EXERCISE PASSAGE:
◇ ◇ ◇ ◇ ◇
Margaret Thatcher, Supposed Champion of Freedom and Democracy, and her Dictator Friends by Nima Shirazi
Margaret Thatcher died Monday, April 8, 2013, at the age of 87. Predictably, there is no dearth of hagiographic profiles of the former British Prime Minister in the mainstream press and scathing vitriol elsewhere. But while The Economist hails Thatcher for her “willingness to stand up to tyranny” and Barack Obama calls her “one of the great champions of freedom and liberty,” it should be remembered that, throughout her career, Thatcher was a staunch supporter of many of the world’s most brutal regimes, propping up and arming war criminals and dictators in service to Western imperialism, anti-Communism and neoliberal hegemony.
Throughout the 1980s, Thatcher’s government backed Iraq during its war against Iran, funneling weapons and equipment to Saddam Hussein in contravention of both international law and British policy, all the way up until Saddam’s invasion of Kuwait. She even sent Christmas cards to both Saddam and Libyan leader Muammar Qaddafi in 1981.
During her first trip to Israel in 1965, less than two decades after the Nakba and while Palestinians still lived under martial law, Thatcher spoke highly of Israelis for “their sense of purpose and complete dedication, their pioneer spirit, and their realism.” She later advocated that Palestinian self-determination be realized within the context of “some kind of federation with Jordan,” which she deemed “the best and most acceptable solution.”
◇ ◇ ◇ ◇ ◇
Saved data entries
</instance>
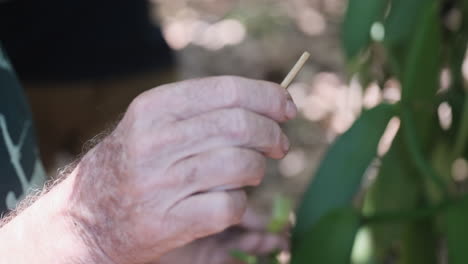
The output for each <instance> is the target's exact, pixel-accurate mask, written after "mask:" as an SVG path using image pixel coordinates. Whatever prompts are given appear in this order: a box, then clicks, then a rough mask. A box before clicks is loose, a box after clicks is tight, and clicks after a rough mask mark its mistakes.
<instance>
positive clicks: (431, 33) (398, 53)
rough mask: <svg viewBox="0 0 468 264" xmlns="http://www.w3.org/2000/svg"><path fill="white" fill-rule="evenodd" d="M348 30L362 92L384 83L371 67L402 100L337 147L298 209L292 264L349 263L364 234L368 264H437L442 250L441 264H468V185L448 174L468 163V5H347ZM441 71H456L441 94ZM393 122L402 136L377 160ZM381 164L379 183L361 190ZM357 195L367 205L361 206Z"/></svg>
mask: <svg viewBox="0 0 468 264" xmlns="http://www.w3.org/2000/svg"><path fill="white" fill-rule="evenodd" d="M454 21H455V22H454ZM376 22H380V23H382V24H383V25H384V28H385V37H384V39H383V40H379V42H378V43H376V42H372V39H371V38H370V36H369V31H370V29H371V27H372V25H374V24H375V23H376ZM343 30H344V31H343V46H344V49H345V53H346V55H347V58H348V60H349V62H350V65H353V70H354V71H357V74H359V75H360V76H361V77H362V76H364V75H365V78H362V79H365V82H366V83H368V82H369V81H371V80H374V81H379V83H382V82H381V80H382V78H381V76H372V73H375V72H379V71H371V70H369V67H377V68H379V69H388V72H387V73H386V74H387V75H388V76H385V80H387V79H389V78H392V79H395V80H396V81H398V82H399V83H400V84H401V89H402V98H401V102H399V103H398V104H395V105H388V104H385V103H382V104H380V105H378V106H377V107H375V108H374V109H371V110H368V111H364V112H363V114H362V115H361V116H360V117H359V118H358V119H357V120H356V121H355V123H354V124H353V125H352V127H351V128H350V129H349V130H348V131H347V132H345V133H344V134H343V135H342V136H340V137H339V138H338V139H337V140H336V141H335V142H334V143H333V144H332V146H331V147H330V149H329V151H328V152H327V153H326V155H325V158H324V159H323V161H322V162H321V164H320V166H319V168H318V170H317V171H316V172H315V176H314V178H313V180H312V182H311V183H310V185H309V187H308V189H307V190H306V192H305V194H304V197H303V201H302V204H301V205H300V206H299V209H298V212H297V224H296V226H295V229H294V232H293V237H292V242H293V248H292V263H293V264H296V263H351V259H350V256H351V249H352V248H353V246H355V245H354V240H355V239H354V237H355V234H356V231H357V230H358V228H360V227H362V226H363V227H364V228H366V229H367V230H370V232H371V238H372V239H371V243H372V246H371V248H372V250H373V251H372V252H371V254H366V255H370V259H369V263H370V262H372V261H374V262H377V263H400V264H418V263H424V264H431V263H434V264H436V263H439V259H440V256H443V254H441V252H443V246H444V245H445V246H446V247H447V252H448V260H444V262H443V263H447V261H448V263H450V264H452V263H455V264H458V263H468V194H467V193H466V191H465V189H466V187H465V186H466V183H467V181H466V180H465V181H464V182H456V181H454V180H453V179H454V177H453V175H452V165H453V163H454V161H455V160H456V159H459V158H466V157H468V147H467V144H468V96H467V95H466V91H467V90H468V87H466V85H467V81H466V80H465V79H464V77H463V75H462V65H463V61H464V58H465V53H466V50H467V42H468V1H466V0H441V1H436V0H410V1H408V0H349V3H348V9H347V12H346V17H345V21H344V26H343ZM370 62H372V63H370ZM443 69H447V70H449V71H450V73H449V74H450V75H451V83H450V84H449V86H448V89H445V90H444V91H442V92H440V88H441V82H440V74H441V72H442V70H443ZM353 73H355V72H353ZM441 102H445V103H448V104H449V105H450V107H451V110H452V117H453V121H452V125H451V127H450V128H449V129H447V130H444V129H442V128H441V127H440V125H439V121H438V119H437V111H438V107H439V105H440V103H441ZM394 116H396V117H398V118H399V119H400V120H401V127H400V129H399V131H398V133H397V135H396V137H395V139H394V140H393V143H392V145H391V147H390V149H389V151H388V152H387V153H386V154H385V155H384V156H383V157H377V155H376V148H377V144H378V143H379V140H380V139H381V136H382V135H383V132H384V130H385V128H386V126H387V123H388V121H389V120H390V118H392V117H394ZM376 159H378V161H379V162H378V163H379V164H380V167H379V168H378V173H377V176H376V179H375V180H374V181H373V182H372V183H371V185H370V187H369V188H368V189H365V190H362V184H361V181H362V179H363V177H364V176H365V175H366V171H367V169H368V168H369V166H370V164H371V163H372V161H374V160H376ZM372 164H375V163H372ZM358 193H360V196H361V195H363V196H364V199H363V203H362V204H360V203H358V202H356V200H355V196H356V194H358ZM444 241H445V243H444Z"/></svg>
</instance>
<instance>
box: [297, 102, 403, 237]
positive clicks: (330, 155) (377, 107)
mask: <svg viewBox="0 0 468 264" xmlns="http://www.w3.org/2000/svg"><path fill="white" fill-rule="evenodd" d="M394 110H395V109H394V106H392V105H387V104H381V105H379V106H377V107H375V108H373V109H370V110H368V111H365V112H363V114H362V115H361V117H360V118H359V119H358V120H357V121H356V122H355V123H354V124H353V126H352V127H351V128H350V129H349V130H348V131H347V132H345V133H344V134H343V135H342V136H341V137H339V138H338V139H337V140H336V142H335V143H334V144H333V145H332V146H331V147H330V149H329V150H328V152H327V154H326V155H325V158H324V159H323V161H322V162H321V164H320V167H319V168H318V170H317V172H316V173H315V177H314V179H313V180H312V182H311V183H310V185H309V187H308V189H307V191H306V192H305V194H304V197H303V201H302V203H301V205H300V207H299V210H298V212H297V223H296V226H295V228H294V232H293V242H295V241H298V240H300V239H301V236H302V235H303V233H304V232H305V231H306V230H308V229H310V228H311V227H312V226H313V225H314V224H315V223H316V222H317V221H318V220H319V219H320V218H321V217H322V216H324V215H325V214H327V213H328V212H330V211H331V210H333V209H335V208H342V207H345V206H348V205H350V204H351V202H352V199H353V197H354V195H355V194H356V192H357V191H358V190H359V188H360V185H361V180H362V176H363V175H364V173H365V171H366V169H367V168H368V167H369V164H370V163H371V162H372V160H373V159H374V158H375V157H376V152H377V145H378V143H379V140H380V138H381V136H382V134H383V132H384V131H385V128H386V126H387V124H388V121H389V120H390V118H391V117H393V116H394V114H395V111H394Z"/></svg>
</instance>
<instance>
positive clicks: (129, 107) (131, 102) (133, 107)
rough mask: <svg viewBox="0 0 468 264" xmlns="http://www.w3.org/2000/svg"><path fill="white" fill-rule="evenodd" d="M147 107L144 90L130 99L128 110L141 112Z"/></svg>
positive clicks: (145, 108) (146, 107) (147, 107)
mask: <svg viewBox="0 0 468 264" xmlns="http://www.w3.org/2000/svg"><path fill="white" fill-rule="evenodd" d="M147 108H148V100H147V98H146V92H143V93H142V94H140V95H138V96H137V97H135V98H134V99H133V100H132V102H131V103H130V106H129V108H128V111H129V112H131V113H142V112H145V111H146V110H147Z"/></svg>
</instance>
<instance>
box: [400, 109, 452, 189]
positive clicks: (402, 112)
mask: <svg viewBox="0 0 468 264" xmlns="http://www.w3.org/2000/svg"><path fill="white" fill-rule="evenodd" d="M401 110H402V114H401V121H402V123H403V126H402V129H403V134H404V138H405V139H406V145H407V146H408V152H409V154H410V158H411V159H412V160H413V162H414V164H415V165H416V168H417V169H418V171H419V173H421V175H424V176H426V177H428V178H429V179H430V180H432V182H434V184H435V185H436V186H437V187H438V188H439V191H440V192H441V193H442V194H443V195H444V196H445V197H449V195H448V189H447V186H446V184H445V182H444V180H443V179H442V178H441V177H440V176H439V175H438V174H437V172H436V171H435V170H434V169H433V168H432V166H431V165H430V164H429V162H427V161H426V159H425V158H424V156H423V154H422V150H421V147H420V144H419V140H418V138H417V137H416V129H415V127H414V120H413V116H412V113H411V111H410V110H409V109H407V107H405V106H402V107H401Z"/></svg>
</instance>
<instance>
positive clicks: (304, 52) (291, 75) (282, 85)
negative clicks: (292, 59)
mask: <svg viewBox="0 0 468 264" xmlns="http://www.w3.org/2000/svg"><path fill="white" fill-rule="evenodd" d="M309 57H310V53H309V52H307V51H306V52H304V53H303V54H302V56H301V57H300V58H299V60H298V61H297V62H296V64H295V65H294V67H293V68H292V69H291V71H290V72H289V73H288V75H287V76H286V78H284V80H283V81H282V82H281V86H282V87H284V88H285V89H288V86H289V85H290V84H291V82H292V81H293V80H294V78H296V75H297V74H298V73H299V72H300V71H301V69H302V67H304V64H305V63H306V61H307V60H308V59H309Z"/></svg>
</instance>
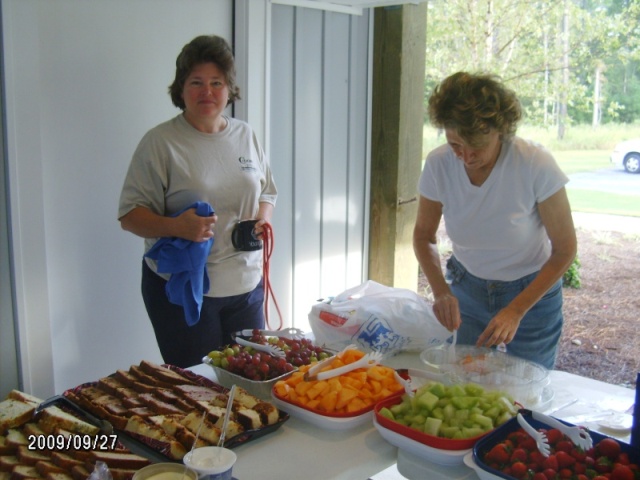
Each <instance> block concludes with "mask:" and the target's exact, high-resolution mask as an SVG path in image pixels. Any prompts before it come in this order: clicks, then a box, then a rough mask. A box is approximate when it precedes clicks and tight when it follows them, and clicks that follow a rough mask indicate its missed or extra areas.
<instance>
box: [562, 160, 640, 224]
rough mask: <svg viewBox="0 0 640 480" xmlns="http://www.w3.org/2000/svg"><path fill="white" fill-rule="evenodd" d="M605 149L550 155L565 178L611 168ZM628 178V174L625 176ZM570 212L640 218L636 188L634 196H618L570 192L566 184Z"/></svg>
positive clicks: (590, 191)
mask: <svg viewBox="0 0 640 480" xmlns="http://www.w3.org/2000/svg"><path fill="white" fill-rule="evenodd" d="M609 154H610V151H607V150H559V151H555V152H553V155H554V156H555V158H556V161H557V162H558V164H559V165H560V168H562V171H563V172H564V173H566V174H567V175H571V174H573V173H580V172H593V171H597V170H602V169H607V168H612V166H611V163H610V161H609ZM629 175H630V174H629ZM567 193H568V195H569V201H570V202H571V209H572V210H573V211H576V212H587V213H604V214H609V215H625V216H632V217H640V189H639V190H638V194H637V195H629V194H624V195H619V194H615V193H610V192H600V191H597V190H584V189H578V188H576V189H572V188H571V183H569V185H567Z"/></svg>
◇ ◇ ◇ ◇ ◇
PROBLEMS TO SOLVE:
a. According to the piece on Thatcher, why did she favor handling Palestinian self-determination through a federation with Jordan?
b. Which qualities did Thatcher praise in Israelis, according to the piece on Thatcher?
c. Does the piece on Thatcher support each of these statements? (i) Thatcher died at the age of 87. (ii) Thatcher's first trip to Israel took place in 1981. (iii) Thatcher sent Christmas cards to Saddam Hussein and Muammar Qaddafi.

SOLUTIONS TO THE EXERCISE:
a. She considered "some kind of federation with Jordan" to be "the best and most acceptable solution."

b.
- Their sense of purpose
- Their complete dedication
- Their pioneer spirit
- Their realism

c.
(i) Yes: "Margaret Thatcher died Monday, April 8, 2013, at the age of 87."
(ii) No: "During her first trip to Israel in 1965"
(iii) Yes: "She even sent Christmas cards to both Saddam and Libyan leader Muammar Qaddafi in 1981."